*** DATA SUPPLIED
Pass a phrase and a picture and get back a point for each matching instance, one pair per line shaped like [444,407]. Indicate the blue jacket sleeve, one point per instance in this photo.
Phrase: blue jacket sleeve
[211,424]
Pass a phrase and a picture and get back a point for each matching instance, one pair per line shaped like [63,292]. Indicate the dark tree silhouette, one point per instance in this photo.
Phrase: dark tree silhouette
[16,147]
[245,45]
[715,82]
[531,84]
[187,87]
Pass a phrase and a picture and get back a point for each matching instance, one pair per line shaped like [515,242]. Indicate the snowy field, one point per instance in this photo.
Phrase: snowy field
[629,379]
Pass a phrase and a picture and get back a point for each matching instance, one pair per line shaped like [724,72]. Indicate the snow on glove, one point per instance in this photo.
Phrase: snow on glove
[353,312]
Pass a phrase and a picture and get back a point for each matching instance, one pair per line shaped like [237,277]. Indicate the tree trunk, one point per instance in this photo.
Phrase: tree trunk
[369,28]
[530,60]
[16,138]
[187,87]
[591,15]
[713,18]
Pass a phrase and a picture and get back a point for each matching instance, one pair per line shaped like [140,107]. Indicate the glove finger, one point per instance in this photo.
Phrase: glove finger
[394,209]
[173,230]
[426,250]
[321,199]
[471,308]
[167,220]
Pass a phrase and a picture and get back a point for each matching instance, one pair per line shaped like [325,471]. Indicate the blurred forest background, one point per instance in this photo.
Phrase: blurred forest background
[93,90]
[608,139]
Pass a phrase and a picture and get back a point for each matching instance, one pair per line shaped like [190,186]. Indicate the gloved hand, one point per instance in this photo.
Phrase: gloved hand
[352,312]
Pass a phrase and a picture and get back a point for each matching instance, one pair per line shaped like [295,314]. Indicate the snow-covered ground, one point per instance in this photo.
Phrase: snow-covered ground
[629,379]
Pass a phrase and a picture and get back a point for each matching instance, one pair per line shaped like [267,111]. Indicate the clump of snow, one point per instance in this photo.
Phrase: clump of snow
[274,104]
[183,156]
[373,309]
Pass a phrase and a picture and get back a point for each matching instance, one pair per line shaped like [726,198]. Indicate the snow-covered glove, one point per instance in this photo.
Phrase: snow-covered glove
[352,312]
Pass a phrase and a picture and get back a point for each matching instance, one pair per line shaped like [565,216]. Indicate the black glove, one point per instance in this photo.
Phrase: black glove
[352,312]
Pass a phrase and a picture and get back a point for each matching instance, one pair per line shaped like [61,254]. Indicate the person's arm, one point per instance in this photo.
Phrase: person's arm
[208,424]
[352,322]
******
▶ EXERCISE DESCRIPTION
Exactly as they appear above, give the entries again.

▶ TASK SOLUTION
Pass a phrase and a picture and get back a point for each matching instance, one pair per line shaped like [444,407]. Indicate the blue jacket sleeve, one point per instance in this photo.
Phrase: blue jacket sleeve
[211,424]
Pass a phrase and a picture and get back a point for each matching instance, one pair per line shaped like [63,292]. Indicate the dark tree silhouette, one point per instance in this photo.
Phrase: dark tree silhouette
[16,147]
[245,45]
[715,82]
[531,84]
[187,87]
Pass a phrase and a picture and get back a point for each matching instance, one pair per line shaped like [515,242]. Indicate the snowy field, one point per instance in this photo.
Phrase: snowy field
[629,379]
Pass a phrase and a picture and get back a point for each matching instance, one pair per line shaped like [724,72]. Indicate the snow on glove, one point per instance in this photo.
Phrase: snow on glove
[353,312]
Pass a phrase and a picture and get back a point for each matching instance, one pair per line shaped like [237,277]. Indicate the tree trunk, one point per instance in this photo.
Phrase: tree trunk
[369,28]
[530,60]
[16,138]
[187,87]
[591,15]
[713,18]
Pass a phrase and a picture and get back a point for each matching instance, one pair per line shaped like [140,107]. Indicate the glove finger, one point per instance in this photo.
Phrase: glove finger
[394,209]
[173,230]
[426,250]
[321,199]
[471,308]
[167,220]
Pass a phrase and a picture and get back a point for each matching instance, one pair per line shaped like [325,471]. Indicate the blurred forest background, one point per instance in this photo.
Phrase: blurred forest background
[93,90]
[608,139]
Pass a phrase and a picture and get back a point for each matching instance, one pair per line shaped like [190,186]. Indicate the gloved hand, one point per instance in this photo.
Phrase: gloved hand
[352,312]
Pass a phrase and a picture and get back a point for each matching instance, one pair per line shaped like [295,314]. Indicate the snow-covered ground, one point per instance in this photo.
Phrase: snow-covered ground
[629,379]
Pass a phrase and a picture and get back a point for each matching instance, one pair per line shaped like [267,111]. Indicate the clump of snow, one point per instance in this photo.
Phrase: clump of snow
[274,104]
[183,156]
[373,309]
Pass a phrase and a picture and get back a point for each matching instance, one pair per line shaped like [726,198]. Indicate the snow-covered glove, one point per instance in this photo.
Phrase: snow-covered glove
[352,312]
Pass a phrase and a picture and get back a point for each matching instance, one pair per line shaped like [565,216]. Indicate the black glove, one point per instance in this photo.
Phrase: black glove
[352,312]
Pass a phrase and a picture and get back a point for each matching instance, one pair per line shaped like [61,254]. Indicate the person's arm, one point per instance in this photo.
Phrase: person's arm
[208,424]
[352,322]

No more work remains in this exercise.